To-do list:
A - According to the Day 2 travel account, what time did the restaurant serving breakfast open?
B - Extend the Day 2 travel account by writing what comes after its final sentence, about the cereals with hot milk.

-- start Text --

Day 2: Luxembourg American Cemetery & Trier


I woke up about 5:40am, just a little over 5.5 hours sleep. I felt rested but needed coffee, and there wasn’t any in the room. But breakfast was included and the restaurant opened at 6am so I got dressed and made my way down. Breakfast was simple – cereals, deli meats and cheeses, a good variety of natural breads, fruit. And lots to drink – full pots of coffee and milk – both hot – and a carafe of OJ. The cereals were interesting with the hot milk: a granola-ish one that sort of turned into oatmeal, but not in a bad way, and chocolate rice crispies.

-- end Text --
-- start Dataset rows --

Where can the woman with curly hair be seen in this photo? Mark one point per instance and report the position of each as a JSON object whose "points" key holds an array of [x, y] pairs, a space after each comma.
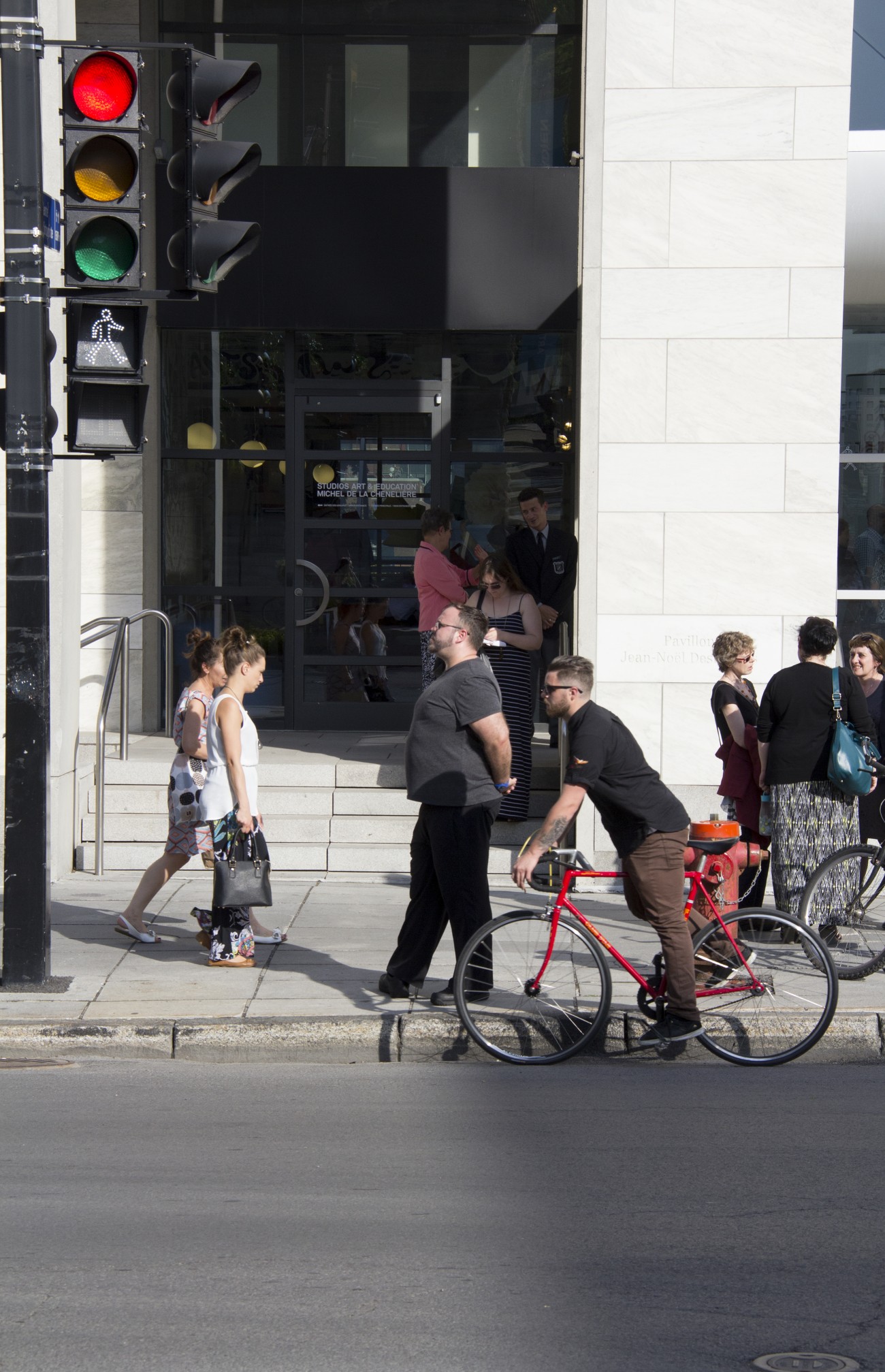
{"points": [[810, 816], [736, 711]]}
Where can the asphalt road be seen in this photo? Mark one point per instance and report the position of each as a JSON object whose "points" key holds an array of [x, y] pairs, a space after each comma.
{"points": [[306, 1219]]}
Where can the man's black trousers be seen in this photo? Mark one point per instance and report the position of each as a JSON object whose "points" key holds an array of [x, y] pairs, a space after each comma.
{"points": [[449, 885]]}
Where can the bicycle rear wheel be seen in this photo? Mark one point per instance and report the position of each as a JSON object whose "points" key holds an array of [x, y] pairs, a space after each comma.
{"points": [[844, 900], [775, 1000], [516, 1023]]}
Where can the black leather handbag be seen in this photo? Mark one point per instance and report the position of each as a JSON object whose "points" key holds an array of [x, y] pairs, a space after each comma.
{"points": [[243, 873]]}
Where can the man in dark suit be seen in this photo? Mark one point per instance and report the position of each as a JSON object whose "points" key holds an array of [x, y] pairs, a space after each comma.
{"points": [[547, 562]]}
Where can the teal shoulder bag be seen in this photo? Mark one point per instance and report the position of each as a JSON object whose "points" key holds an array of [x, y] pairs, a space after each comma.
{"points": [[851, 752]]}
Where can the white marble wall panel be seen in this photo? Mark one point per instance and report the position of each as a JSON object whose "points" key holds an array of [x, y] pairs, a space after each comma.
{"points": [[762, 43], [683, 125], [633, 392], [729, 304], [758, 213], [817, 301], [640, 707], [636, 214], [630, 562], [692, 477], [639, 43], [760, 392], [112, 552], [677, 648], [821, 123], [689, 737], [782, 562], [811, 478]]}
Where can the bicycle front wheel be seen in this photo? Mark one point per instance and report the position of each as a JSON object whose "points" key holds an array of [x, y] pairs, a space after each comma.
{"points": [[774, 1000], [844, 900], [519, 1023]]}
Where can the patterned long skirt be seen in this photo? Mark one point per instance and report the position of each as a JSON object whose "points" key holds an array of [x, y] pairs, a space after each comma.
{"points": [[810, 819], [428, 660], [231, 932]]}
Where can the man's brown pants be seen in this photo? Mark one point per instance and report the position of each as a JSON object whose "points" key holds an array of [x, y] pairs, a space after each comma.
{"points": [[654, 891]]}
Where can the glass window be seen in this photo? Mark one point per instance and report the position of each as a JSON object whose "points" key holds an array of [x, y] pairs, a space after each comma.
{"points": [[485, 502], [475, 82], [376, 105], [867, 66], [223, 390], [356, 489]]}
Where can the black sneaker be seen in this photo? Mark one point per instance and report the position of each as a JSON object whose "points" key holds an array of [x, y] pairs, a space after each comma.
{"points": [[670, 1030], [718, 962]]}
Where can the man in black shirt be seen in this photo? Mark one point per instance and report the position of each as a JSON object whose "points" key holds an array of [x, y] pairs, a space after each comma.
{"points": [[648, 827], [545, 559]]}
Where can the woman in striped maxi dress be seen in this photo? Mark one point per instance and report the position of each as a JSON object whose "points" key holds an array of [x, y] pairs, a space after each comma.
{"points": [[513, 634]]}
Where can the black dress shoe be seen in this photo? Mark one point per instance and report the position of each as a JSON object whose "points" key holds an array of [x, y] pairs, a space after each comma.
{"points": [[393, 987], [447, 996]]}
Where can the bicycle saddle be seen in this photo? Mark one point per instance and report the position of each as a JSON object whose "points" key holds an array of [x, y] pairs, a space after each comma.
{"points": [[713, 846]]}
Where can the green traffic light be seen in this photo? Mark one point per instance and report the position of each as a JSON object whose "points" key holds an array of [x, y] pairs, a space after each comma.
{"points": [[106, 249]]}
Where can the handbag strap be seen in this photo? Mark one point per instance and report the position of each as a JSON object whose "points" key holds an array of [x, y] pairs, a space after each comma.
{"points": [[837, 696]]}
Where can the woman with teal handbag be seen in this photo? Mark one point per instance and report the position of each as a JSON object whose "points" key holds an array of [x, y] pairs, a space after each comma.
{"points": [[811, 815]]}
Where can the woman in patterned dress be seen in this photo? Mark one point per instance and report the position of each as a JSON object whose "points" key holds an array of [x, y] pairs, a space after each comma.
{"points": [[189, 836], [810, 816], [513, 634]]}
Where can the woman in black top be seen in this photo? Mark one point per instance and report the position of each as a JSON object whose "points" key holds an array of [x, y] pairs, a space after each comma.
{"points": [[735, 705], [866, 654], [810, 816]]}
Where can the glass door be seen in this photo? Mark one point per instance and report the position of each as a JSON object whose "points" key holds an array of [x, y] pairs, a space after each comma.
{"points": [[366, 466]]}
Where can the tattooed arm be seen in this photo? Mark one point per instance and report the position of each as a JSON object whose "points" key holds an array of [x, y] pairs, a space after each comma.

-- end Dataset rows --

Expected responses:
A - 6am

B -
I was planning my day using TripAdvisor and re-reading my blog from yesterday. I was reminded of the American Cemetery. Since I was up so early I had enough time to still do that, take a later train to Trier and still have plenty of day left to do what I wanted there. So I checked out about 7:45 and made my way. It was about a 3 mile walk, I made it there in about an hour. I was along a busy road the whole time – plenty of traffic but not much to see, either going through woods, industrial, or something under construction. And there was no signage. I followed Google’s walking instructions with my fingers crossed. It took this weird turn down along a trench where they were building who knows what, and underneath a bridge. I was getting nervous. As I got under the bridge, I finally came across this, the first confirmation outside of Google that I was headed in the right direction.

It was another 1/3 mile or so up a road through more woods. As I progressed, the sounds of the busy roads behind me diminished and the sounds of the birds got louder and louder. Think Vivaldi, not Hitchcock. It was a nice Spring day and about 60-65 degrees at that point.  But I had worked up a bit of a sweat because most of that trip was uphill. I was appreciating a flat walk through the woods.

 Which eventually led you to this.
 This is what you saw first: “In proud remembrance of the achievements of her sons and in humble tribute to their sacrifices this memorial has been erected by the United States of America.”
 This was the left side of that monument, the steps leading up to a chapel.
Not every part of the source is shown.